[Data in this exercise]
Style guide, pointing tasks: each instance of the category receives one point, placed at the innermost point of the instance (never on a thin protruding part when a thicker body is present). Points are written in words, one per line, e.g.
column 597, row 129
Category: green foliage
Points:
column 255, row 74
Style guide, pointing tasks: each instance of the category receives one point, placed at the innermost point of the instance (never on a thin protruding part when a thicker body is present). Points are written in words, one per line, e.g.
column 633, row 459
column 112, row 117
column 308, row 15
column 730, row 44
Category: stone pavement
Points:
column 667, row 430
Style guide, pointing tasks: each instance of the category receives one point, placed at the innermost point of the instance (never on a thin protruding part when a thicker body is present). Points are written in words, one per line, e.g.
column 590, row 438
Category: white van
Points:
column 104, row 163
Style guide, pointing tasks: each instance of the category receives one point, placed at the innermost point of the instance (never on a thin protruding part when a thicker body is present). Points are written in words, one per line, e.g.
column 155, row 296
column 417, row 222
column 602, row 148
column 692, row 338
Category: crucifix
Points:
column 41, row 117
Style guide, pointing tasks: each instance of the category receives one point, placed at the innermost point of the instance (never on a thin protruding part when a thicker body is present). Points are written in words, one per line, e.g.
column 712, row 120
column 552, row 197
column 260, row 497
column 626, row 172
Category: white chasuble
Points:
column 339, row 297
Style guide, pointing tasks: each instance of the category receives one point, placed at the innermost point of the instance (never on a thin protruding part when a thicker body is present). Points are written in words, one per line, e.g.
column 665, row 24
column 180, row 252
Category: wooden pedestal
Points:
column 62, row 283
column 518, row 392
[/Data in this exercise]
**Work instructions**
Report every line of the preceding listing where the string "white" occurs.

**Solved exercise**
Category: white van
Category: white chasuble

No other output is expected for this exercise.